◆ **Exercise task 1**: In the sermon manuscript, what was the fourth worm placed into?
◆ **Exercise task 2**: Name every worship song listed in the sermon manuscript.
◆ **Exercise task 3**: From the sermon manuscript, extract word for word the passage that opens with the words containing "The point, I" and closes with "than about Christ?".

◆ **Document extract**:
----------------

English Worship, November 26 2023

Message: The Lord Has Come | Scripture: Matthew 9:14-17 | Speaker: Pastor Stephen Choy

The Lord Has Come | Matthew 9:14-17 | Nov. 26th, 2023

Worship Songs: My Heart Is Filled With Thankfulness; Christ Is Mine Forevermore; Yet Not I, But Through Christ In Me

Full Manuscript

Introduction

If able, please stand as I read to you from Matthew 9:14-17.  TWoL: Then the disciples of John came to him, saying, “Why do we and the Pharisees fast, but your disciples do not fast?”  And Jesus said to them, “Can the wedding guests mourn as long as the bridegroom is with them?  The days will come when the bridegroom is taken away from them, and then they will fast.  No one puts a piece of unshrunk cloth on an old garment, for the patch tears away from the garment, and a worse tear is made.  Neither is new wine put into old wine skins.  If it is, the skins burst and the wine is spilled and the skins are destroyed.  But new wine is put into fresh wine skins, and so both are preserved.”

I once heard a story about a preacher who wanted to give his sermon a little more visual emphasis.  So, during the week, he picked four worms from his yard and put them into four separate jars filled with different substances.  The first worm was placed into a jar of alcohol.  The second into a jar of cigarette smoke.  The third into a container of chocolate syrup, and the fourth into a jar of good, clean soil. 

At the end of his sermon, the pastor held up each jar to show his congregation what had become of the worms.  The first in alcohol had died.  The second in cigarette smoke had died.  The third in the chocolate syrup had died.  But the fourth in good, clean soil, it was alive, which prompted the pastor to ask his congregation: what can we learn from this demonstration?  And a little old woman in the back of the sanctuary quickly raised her hand and answered, “As long as you become an alcoholic, smoke cigarettes, and eat gluttonous portions of chocolate, you’ll never get worms!” 

The point, I hope you can see, was entirely lost upon the elderly woman, but we have to ask ourselves how much like her are we on a regular basis, especially when it comes to matters of faith?  How often do we miss the point?  How often do we make it a moralistic issue rather than a heart issue?  How often do we think of the social implications rather than the eternal outcomes?  How often do we make it about ourselves than about Christ? 

And this morning our text is a clear reminder for us who call ourselves Christian, and an introduction for those of who don’t call yourself Christian, not to miss the point.  Don’t forget who it’s all about.  It’s about Christ.  That’s what the entire Old Testament was about, that’s what the New Testament is about, and that’s what all of eternity will be about.  It will all be about Christ, and the kicker is this: when you make it all about Christ, you, though you don’t deserve it, will receive all the joy.  The point is Christ, and to be in Christ—to see him as the be all and end all of your life—is to be defined by joy.

----------------

◆ **Dataset**:
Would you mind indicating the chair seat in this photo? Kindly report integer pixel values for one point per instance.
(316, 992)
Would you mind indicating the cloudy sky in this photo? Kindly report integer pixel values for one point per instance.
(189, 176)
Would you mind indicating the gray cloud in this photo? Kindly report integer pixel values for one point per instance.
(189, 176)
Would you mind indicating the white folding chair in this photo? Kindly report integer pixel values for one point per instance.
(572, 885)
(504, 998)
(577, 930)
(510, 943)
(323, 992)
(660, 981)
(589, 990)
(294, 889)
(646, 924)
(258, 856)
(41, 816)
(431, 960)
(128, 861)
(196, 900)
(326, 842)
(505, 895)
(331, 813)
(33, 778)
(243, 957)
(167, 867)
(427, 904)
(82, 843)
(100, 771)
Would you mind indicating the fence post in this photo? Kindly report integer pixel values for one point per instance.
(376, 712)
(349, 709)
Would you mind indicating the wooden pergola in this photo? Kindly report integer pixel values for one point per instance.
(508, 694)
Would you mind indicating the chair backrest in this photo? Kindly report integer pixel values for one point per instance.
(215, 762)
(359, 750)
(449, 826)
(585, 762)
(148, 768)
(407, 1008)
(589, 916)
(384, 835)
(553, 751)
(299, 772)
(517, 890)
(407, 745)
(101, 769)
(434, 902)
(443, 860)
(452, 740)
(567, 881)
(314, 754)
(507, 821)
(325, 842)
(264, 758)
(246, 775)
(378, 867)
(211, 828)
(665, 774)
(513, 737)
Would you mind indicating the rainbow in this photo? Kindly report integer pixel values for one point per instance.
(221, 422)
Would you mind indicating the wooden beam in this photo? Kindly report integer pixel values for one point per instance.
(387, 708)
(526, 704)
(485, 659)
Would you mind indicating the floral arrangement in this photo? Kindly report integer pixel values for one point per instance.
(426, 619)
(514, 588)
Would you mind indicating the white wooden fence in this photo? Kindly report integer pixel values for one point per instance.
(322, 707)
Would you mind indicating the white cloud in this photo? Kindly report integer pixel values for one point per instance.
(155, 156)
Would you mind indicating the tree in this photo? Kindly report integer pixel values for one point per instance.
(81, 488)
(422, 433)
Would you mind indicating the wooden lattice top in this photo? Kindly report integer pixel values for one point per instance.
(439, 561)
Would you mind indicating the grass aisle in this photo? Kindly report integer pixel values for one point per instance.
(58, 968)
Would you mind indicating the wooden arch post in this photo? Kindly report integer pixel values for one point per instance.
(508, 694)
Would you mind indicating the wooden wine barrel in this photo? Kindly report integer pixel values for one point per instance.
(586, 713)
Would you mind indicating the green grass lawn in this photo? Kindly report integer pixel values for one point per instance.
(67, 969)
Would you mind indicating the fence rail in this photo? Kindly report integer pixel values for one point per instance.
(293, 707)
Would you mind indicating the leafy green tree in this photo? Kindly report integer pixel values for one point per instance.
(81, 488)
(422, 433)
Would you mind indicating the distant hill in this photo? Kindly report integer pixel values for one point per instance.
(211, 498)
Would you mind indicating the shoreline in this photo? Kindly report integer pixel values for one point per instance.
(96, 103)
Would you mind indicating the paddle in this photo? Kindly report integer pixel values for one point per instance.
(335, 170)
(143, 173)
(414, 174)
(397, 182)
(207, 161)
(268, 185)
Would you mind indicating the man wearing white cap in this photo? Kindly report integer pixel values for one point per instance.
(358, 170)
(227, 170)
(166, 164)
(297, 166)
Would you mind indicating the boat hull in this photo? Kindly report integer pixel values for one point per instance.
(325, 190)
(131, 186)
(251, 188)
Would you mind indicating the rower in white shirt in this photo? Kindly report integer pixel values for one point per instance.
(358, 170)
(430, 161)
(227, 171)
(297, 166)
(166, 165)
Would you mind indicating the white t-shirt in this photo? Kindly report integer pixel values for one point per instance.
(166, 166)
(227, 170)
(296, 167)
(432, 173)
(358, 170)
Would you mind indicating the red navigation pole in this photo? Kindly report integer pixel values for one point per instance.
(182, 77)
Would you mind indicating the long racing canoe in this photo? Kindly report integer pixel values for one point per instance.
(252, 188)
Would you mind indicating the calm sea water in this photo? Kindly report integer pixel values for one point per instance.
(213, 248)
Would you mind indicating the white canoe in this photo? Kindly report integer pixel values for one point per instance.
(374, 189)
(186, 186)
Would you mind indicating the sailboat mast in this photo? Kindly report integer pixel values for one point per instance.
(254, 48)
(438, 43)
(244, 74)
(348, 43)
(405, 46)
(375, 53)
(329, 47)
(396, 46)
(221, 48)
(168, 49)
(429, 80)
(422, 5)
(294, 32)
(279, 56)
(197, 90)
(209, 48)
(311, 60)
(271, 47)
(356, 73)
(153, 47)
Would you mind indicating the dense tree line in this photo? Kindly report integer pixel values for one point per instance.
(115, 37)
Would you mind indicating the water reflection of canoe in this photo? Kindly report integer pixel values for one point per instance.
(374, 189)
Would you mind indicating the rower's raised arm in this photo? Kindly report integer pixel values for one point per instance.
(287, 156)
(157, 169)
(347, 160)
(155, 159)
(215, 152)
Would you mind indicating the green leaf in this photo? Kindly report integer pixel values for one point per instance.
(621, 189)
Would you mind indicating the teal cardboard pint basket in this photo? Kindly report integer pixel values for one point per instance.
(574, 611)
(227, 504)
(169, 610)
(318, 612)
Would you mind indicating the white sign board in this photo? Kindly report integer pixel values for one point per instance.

----------------

◆ **Task result 1**: A jar of good, clean soil.

◆ **Task result 2**: My Heart Is Filled With Thankfulness; Christ Is Mine Forevermore; Yet Not I, But Through Christ In Me

◆ **Task result 3**:
The point, I hope you can see, was entirely lost upon the elderly woman, but we have to ask ourselves how much like her are we on a regular basis, especially when it comes to matters of faith?  How often do we miss the point?  How often do we make it a moralistic issue rather than a heart issue?  How often do we think of the social implications rather than the eternal outcomes?  How often do we make it about ourselves than about Christ?